• [TASK INSTRUCTIONS]
Produce a verbatim copy of the following records, leaving out all pictures.

Point-per-instance localization data
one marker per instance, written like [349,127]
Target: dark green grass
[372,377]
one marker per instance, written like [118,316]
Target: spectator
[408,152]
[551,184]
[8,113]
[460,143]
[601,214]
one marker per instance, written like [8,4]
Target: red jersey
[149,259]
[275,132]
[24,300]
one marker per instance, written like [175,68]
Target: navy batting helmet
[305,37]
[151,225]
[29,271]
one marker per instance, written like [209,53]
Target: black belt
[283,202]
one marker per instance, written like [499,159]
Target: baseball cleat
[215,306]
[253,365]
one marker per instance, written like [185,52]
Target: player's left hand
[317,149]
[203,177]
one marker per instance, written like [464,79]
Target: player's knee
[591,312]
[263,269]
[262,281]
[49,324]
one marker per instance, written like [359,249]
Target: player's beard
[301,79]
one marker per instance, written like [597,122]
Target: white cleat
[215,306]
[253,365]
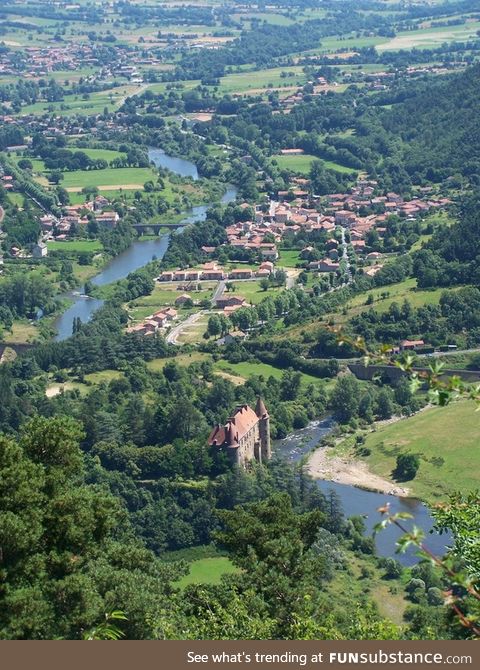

• [ANSWER]
one marker per instance, written like [349,127]
Target: dark green grass
[372,377]
one marker per instance, written like [118,316]
Target: spectator
[408,152]
[551,184]
[8,113]
[460,143]
[601,214]
one marker per instance, written like [8,4]
Target: red jersey
[149,259]
[275,132]
[24,300]
one marker per instance, written like [175,68]
Target: navy batting helmet
[305,37]
[151,225]
[29,271]
one marker per instance, written like [209,53]
Target: black belt
[283,202]
one marker per instance, written like [499,159]
Target: baseball cleat
[215,306]
[253,365]
one marker per instance, written like [185,52]
Target: player's left hand
[317,149]
[203,177]
one marker per instance, written like [464,79]
Target: player's knee
[591,312]
[263,269]
[262,281]
[49,324]
one marker per instance, written like [359,249]
Target: player's beard
[301,79]
one marker per instance, written like [597,122]
Target: white cleat
[215,306]
[253,365]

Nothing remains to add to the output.